▶ _Prompt_
Collect every line in the entries below that contains the string "target". Case counts.

## Begin

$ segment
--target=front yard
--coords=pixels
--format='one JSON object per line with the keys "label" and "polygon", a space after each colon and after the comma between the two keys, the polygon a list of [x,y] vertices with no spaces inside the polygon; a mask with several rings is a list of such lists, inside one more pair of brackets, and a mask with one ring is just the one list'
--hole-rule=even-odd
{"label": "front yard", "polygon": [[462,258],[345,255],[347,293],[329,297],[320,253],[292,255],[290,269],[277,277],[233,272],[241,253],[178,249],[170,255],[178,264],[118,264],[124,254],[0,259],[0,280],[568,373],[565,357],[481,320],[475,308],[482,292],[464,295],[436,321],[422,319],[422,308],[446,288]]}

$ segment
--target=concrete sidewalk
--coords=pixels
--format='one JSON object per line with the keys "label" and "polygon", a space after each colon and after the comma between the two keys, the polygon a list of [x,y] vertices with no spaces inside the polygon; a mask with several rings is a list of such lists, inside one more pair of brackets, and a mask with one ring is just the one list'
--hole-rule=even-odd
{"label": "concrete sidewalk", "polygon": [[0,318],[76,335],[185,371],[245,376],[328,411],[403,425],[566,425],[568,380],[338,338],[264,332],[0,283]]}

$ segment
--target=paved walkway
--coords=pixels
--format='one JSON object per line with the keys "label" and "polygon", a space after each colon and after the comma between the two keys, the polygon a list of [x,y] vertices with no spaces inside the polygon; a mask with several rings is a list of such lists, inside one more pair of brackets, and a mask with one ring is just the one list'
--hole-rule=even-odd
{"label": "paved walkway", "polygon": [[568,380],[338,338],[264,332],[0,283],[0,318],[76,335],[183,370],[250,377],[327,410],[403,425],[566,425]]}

## End
## Begin

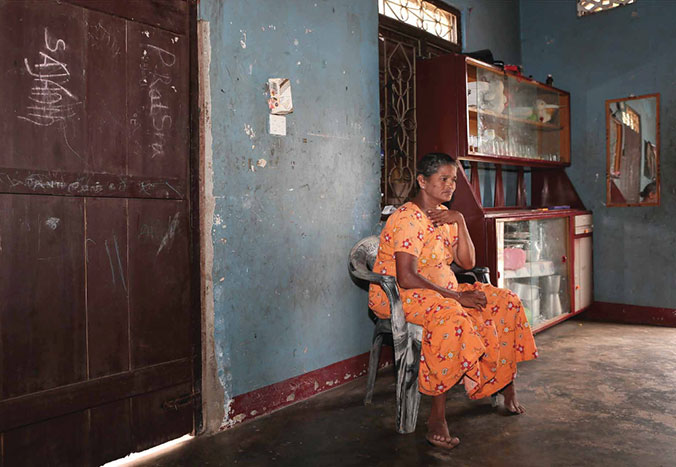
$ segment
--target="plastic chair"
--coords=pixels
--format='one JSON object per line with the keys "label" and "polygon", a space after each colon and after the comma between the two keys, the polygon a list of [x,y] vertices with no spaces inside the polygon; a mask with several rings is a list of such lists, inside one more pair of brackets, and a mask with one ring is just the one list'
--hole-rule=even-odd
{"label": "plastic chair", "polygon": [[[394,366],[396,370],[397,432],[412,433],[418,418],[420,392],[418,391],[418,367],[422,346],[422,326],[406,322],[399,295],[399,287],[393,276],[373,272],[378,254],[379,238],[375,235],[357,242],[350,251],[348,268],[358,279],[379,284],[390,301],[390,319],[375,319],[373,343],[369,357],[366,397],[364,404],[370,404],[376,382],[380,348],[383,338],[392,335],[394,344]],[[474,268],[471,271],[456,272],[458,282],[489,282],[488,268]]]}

## End

▶ _Task output_
--target=front yard
--target=concrete sidewalk
--target=paved walkway
--target="plastic chair"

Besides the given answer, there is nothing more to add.